Top 10 Restaurant Gripes

Top 10 Restaurant GripesWhether it’s the local suburban eatery, the trendy new café that has opened up the road or some of the top establishments around town, restaurant gripes can make or break the dining experience. This list was compiled over time and includes various types and classes of eateries and pertains to restaurants and patrons alike.

1. Busy restaurants that don’t accept bookings leaving you and your party waiting around are as inconvenient as those that tell you they’re booked out, berate you for not making a booking then magically clear the ‘reserved’ tag off a vacant table.

2. Service staff who show you to your table without offering to take your heavy coat in winter. And when you ask if they could take your coats, they tell you that they don’t have the facilities and watch you squirm as you try to get comfortable with it draped over your tiny chair. Australia has much to learn from Europe.

3. Being asked which kind of water you would like. Tap water should always be provided unless you order otherwise.

4. Lack of adequate sound proofing that prohibits any form of decent conversation can ruin the evening, whether it is a dinner for two or a small gathering of friends. The minimalist approach with bare floors and no wall coverings to absorb sound can easily turn an enjoyable night out into a shouting match.

5. Service staff who mispronounce foreign dishes then have the audacity to correct you when you place your order. Telling me, twice, that salade niçoise is pronounced salad niswah when you work at a French bistro is a sure way for me not to leave a tip.

6. A décor that combines very low lighting, graphic-designed menus with faint colours and small loopy fonts and uncomfortable seating designed to make the diner eat and run, begs the question what are they hiding and why.

DATA SHOWN:

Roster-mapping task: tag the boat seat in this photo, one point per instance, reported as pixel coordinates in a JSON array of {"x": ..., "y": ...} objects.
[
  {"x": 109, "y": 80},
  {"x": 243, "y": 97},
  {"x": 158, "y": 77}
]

SHORT EXERCISE 1: In the restaurant gripes list, why can the minimalist approach turn a night out into a shouting match?
SHORT EXERCISE 2: According to the restaurant gripes list, what should always be provided unless you order otherwise?
SHORT EXERCISE 3: Write out the part of the restaurant gripes list that begins at the words "3. Being asked" and stops after "a shouting match.", swapping "conversation" for "discussion".

WORKED ANSWER 1: Its bare floors and lack of wall coverings leave nothing to absorb sound. Without adequate sound proofing, decent conversation becomes impossible.

WORKED ANSWER 2: Tap water.

WORKED ANSWER 3:
3. Being asked which kind of water you would like. Tap water should always be provided unless you order otherwise.

4. Lack of adequate sound proofing that prohibits any form of decent discussion can ruin the evening, whether it is a dinner for two or a small gathering of friends. The minimalist approach with bare floors and no wall coverings to absorb sound can easily turn an enjoyable night out into a shouting match.